* Start *

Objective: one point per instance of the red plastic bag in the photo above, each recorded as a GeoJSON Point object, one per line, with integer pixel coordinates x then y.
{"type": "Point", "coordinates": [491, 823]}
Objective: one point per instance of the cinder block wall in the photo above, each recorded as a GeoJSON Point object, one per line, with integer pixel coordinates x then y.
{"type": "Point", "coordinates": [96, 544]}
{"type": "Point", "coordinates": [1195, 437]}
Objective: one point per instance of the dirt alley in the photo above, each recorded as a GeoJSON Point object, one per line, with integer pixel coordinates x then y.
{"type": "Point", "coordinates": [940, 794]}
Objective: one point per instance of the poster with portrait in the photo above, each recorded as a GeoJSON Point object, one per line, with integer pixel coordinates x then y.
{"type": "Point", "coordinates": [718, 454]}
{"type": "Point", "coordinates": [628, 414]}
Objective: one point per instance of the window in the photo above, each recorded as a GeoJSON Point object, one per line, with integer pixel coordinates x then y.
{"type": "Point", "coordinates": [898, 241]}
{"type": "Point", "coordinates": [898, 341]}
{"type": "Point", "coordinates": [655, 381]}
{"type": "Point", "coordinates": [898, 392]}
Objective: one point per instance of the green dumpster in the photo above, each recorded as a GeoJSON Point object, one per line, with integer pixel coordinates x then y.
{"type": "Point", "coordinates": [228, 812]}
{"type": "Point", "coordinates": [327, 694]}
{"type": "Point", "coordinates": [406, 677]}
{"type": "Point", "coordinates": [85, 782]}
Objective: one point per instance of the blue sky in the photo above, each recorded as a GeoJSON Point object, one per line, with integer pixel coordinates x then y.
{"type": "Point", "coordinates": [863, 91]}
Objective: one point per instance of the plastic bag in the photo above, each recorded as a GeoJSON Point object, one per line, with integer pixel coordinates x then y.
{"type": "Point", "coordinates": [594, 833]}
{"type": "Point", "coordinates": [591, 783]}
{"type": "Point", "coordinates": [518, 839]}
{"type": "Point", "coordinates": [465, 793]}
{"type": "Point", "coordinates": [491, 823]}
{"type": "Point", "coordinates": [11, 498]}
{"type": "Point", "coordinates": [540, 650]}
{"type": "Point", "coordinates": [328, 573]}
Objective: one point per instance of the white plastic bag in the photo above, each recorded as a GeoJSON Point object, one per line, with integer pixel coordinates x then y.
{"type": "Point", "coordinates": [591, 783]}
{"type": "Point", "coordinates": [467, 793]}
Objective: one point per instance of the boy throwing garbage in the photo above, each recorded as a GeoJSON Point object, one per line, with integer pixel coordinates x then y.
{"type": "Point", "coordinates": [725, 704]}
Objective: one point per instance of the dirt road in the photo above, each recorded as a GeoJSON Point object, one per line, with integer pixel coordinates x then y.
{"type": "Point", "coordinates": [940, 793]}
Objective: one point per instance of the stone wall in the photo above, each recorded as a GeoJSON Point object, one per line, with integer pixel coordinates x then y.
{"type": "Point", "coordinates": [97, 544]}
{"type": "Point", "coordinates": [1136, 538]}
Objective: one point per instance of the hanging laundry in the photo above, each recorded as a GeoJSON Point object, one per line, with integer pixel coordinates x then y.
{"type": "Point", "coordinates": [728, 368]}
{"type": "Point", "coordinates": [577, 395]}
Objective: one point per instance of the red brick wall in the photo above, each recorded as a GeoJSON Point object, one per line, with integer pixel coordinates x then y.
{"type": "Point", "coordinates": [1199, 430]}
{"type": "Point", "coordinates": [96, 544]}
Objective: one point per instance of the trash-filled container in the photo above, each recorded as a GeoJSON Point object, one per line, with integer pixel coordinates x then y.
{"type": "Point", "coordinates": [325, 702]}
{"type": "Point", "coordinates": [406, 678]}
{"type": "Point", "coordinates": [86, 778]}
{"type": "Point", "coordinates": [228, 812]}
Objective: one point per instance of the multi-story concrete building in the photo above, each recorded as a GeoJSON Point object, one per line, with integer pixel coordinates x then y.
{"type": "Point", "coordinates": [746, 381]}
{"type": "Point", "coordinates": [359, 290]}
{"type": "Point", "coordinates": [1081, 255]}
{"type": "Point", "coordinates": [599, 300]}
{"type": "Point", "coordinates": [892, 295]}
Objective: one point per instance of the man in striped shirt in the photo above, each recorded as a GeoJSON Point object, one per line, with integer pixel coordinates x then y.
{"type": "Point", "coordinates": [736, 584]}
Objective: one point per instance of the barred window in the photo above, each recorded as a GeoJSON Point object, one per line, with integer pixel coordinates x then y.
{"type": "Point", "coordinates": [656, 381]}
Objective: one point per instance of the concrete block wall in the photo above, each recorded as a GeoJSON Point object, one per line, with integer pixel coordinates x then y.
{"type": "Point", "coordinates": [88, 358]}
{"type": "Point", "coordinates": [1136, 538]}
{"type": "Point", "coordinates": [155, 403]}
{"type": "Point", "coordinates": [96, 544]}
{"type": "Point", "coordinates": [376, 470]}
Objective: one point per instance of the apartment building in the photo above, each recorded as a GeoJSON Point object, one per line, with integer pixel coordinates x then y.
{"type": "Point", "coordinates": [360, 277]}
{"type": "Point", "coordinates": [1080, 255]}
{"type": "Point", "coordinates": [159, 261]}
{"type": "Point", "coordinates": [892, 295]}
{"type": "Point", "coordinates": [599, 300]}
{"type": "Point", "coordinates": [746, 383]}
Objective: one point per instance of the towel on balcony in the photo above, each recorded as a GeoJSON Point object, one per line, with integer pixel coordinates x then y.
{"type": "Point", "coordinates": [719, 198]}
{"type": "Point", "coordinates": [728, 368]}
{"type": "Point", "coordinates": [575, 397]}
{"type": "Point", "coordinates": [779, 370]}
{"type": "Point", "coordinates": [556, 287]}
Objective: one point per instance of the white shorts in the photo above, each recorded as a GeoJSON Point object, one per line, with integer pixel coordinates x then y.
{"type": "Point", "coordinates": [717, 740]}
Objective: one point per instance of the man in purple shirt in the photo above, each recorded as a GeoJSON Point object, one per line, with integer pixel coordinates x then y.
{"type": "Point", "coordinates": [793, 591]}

* End *

Problem description — Reproduce the data above with every occurrence of "integer pixel coordinates" changed to "whole-number pixel coordinates", leaving all other text and values untouched.

Response to this exercise —
Objective: one point per instance of the red plastic bag in the photo above, each recorded as a GeoJSON Point object, one per line, with whole-number pixel coordinates x then y.
{"type": "Point", "coordinates": [491, 823]}
Objective: one point per instance of the cinder block wall in the photo above, each recorded as a GeoJSON Point object, one per line, with whole-number pixel coordinates x then y.
{"type": "Point", "coordinates": [96, 544]}
{"type": "Point", "coordinates": [1195, 437]}
Objective: one point per instance of the dirt alley in the photo above, each recorded as a GeoJSON Point object, one per line, with whole-number pixel coordinates x then y.
{"type": "Point", "coordinates": [940, 794]}
Objective: one point per instance of the poster with portrait in the photo above, each recorded as a GeoJSON Point object, one per line, with whole-number pixel coordinates x then y.
{"type": "Point", "coordinates": [718, 454]}
{"type": "Point", "coordinates": [628, 414]}
Objective: one point per instance of the window in the photo above, each recorded as a GeoJSON Point object, one per line, with whole-number pixel coordinates x then y.
{"type": "Point", "coordinates": [898, 241]}
{"type": "Point", "coordinates": [898, 341]}
{"type": "Point", "coordinates": [655, 381]}
{"type": "Point", "coordinates": [898, 392]}
Objective: one point per instance of the green dumpster in the photo above, each recorded as a GeoJSON Point object, one per line, with whole-number pixel coordinates x then y.
{"type": "Point", "coordinates": [228, 812]}
{"type": "Point", "coordinates": [327, 694]}
{"type": "Point", "coordinates": [406, 677]}
{"type": "Point", "coordinates": [85, 782]}
Objective: one point per instance of the blue sky in the photo above, each recorded as a GeoJSON Point object, one per line, with whole-number pixel coordinates x then y.
{"type": "Point", "coordinates": [863, 91]}
Objective: one point per instance of the plastic bag in the photo above, each recorded as a GeoJSON Point object, one per line, with whole-number pixel coordinates x then y.
{"type": "Point", "coordinates": [594, 833]}
{"type": "Point", "coordinates": [591, 783]}
{"type": "Point", "coordinates": [518, 839]}
{"type": "Point", "coordinates": [465, 793]}
{"type": "Point", "coordinates": [491, 823]}
{"type": "Point", "coordinates": [11, 498]}
{"type": "Point", "coordinates": [540, 650]}
{"type": "Point", "coordinates": [328, 573]}
Objective: one point per instance of the white plastic bag in the photo above, each recorded as a GeoJSON Point object, one per line, with whole-number pixel coordinates x then y.
{"type": "Point", "coordinates": [591, 783]}
{"type": "Point", "coordinates": [467, 793]}
Objective: one point per instance of the boy throwing garbage in the photo above, each recorded as a GeoJSON Point object, one per line, with whole-number pixel coordinates x then y.
{"type": "Point", "coordinates": [725, 704]}
Objective: one point per instance of the dirt road in the photo above, each recorded as a GeoJSON Point object, one per line, with whole-number pixel coordinates x then y.
{"type": "Point", "coordinates": [940, 793]}
Objective: one point per instance of the stone wall in the photo above, each recorded as a GeoJSON Point object, one per line, with whole-number pixel coordinates x then y.
{"type": "Point", "coordinates": [97, 544]}
{"type": "Point", "coordinates": [1136, 538]}
Objective: one point per instance of the hanging laundry in the photo above, each recorded as a GeoJSON Point object, one per line, with whole-number pixel coordinates x then y.
{"type": "Point", "coordinates": [728, 368]}
{"type": "Point", "coordinates": [577, 395]}
Objective: one point per instance of the red brick wall in the photo above, each recorded as a GeoJSON Point object, one per line, with whole-number pixel coordinates x then y.
{"type": "Point", "coordinates": [1199, 430]}
{"type": "Point", "coordinates": [96, 544]}
Objective: one point per instance of the trash-filled container in the photo above, each recorded as a GeoJSON Point object, one per line, with whole-number pixel coordinates x then y.
{"type": "Point", "coordinates": [325, 702]}
{"type": "Point", "coordinates": [406, 678]}
{"type": "Point", "coordinates": [86, 778]}
{"type": "Point", "coordinates": [228, 812]}
Objective: one point per instance of the multi-story concrete building in the photo above, each recorded as a GeoJSON Point object, one per line, with whole-number pixel coordinates x then y.
{"type": "Point", "coordinates": [746, 381]}
{"type": "Point", "coordinates": [359, 290]}
{"type": "Point", "coordinates": [1081, 255]}
{"type": "Point", "coordinates": [599, 300]}
{"type": "Point", "coordinates": [892, 295]}
Objective: one point per instance of the man in striped shirt in the photo above, each recorded as a GeoJSON Point object, one per line, with whole-number pixel coordinates x then y.
{"type": "Point", "coordinates": [736, 584]}
Objective: one point per instance of the barred window in the photo above, each recorded as a GeoJSON Point object, one per line, with whole-number pixel coordinates x then y.
{"type": "Point", "coordinates": [656, 381]}
Objective: one point per instance of the concrete block wall in the photo above, each recorded as a GeoJSON Point object, one per line, with whole-number pixel coordinates x then y.
{"type": "Point", "coordinates": [88, 358]}
{"type": "Point", "coordinates": [1136, 538]}
{"type": "Point", "coordinates": [155, 403]}
{"type": "Point", "coordinates": [96, 544]}
{"type": "Point", "coordinates": [376, 470]}
Objective: one point per instance of the apartment building in the photo above, each recorded as a GeoJSON Point object, one per line, with whole-number pixel coordinates x then y.
{"type": "Point", "coordinates": [360, 277]}
{"type": "Point", "coordinates": [1080, 255]}
{"type": "Point", "coordinates": [159, 261]}
{"type": "Point", "coordinates": [892, 295]}
{"type": "Point", "coordinates": [599, 300]}
{"type": "Point", "coordinates": [746, 383]}
Objective: one point per instance of the towel on balcony in the photo above, each recorded as a GeoJSON Point object, one per line, with whole-number pixel coordinates x then y.
{"type": "Point", "coordinates": [719, 198]}
{"type": "Point", "coordinates": [728, 368]}
{"type": "Point", "coordinates": [575, 397]}
{"type": "Point", "coordinates": [779, 370]}
{"type": "Point", "coordinates": [556, 287]}
Objective: one point per instance of the white shorts in the photo above, each recorded as a GeoJSON Point object, one per line, with whole-number pixel coordinates x then y.
{"type": "Point", "coordinates": [717, 740]}
Objective: one point per instance of the man in purple shirt in the photo above, each recorded as a GeoJSON Point object, one per line, with whole-number pixel coordinates x then y.
{"type": "Point", "coordinates": [793, 591]}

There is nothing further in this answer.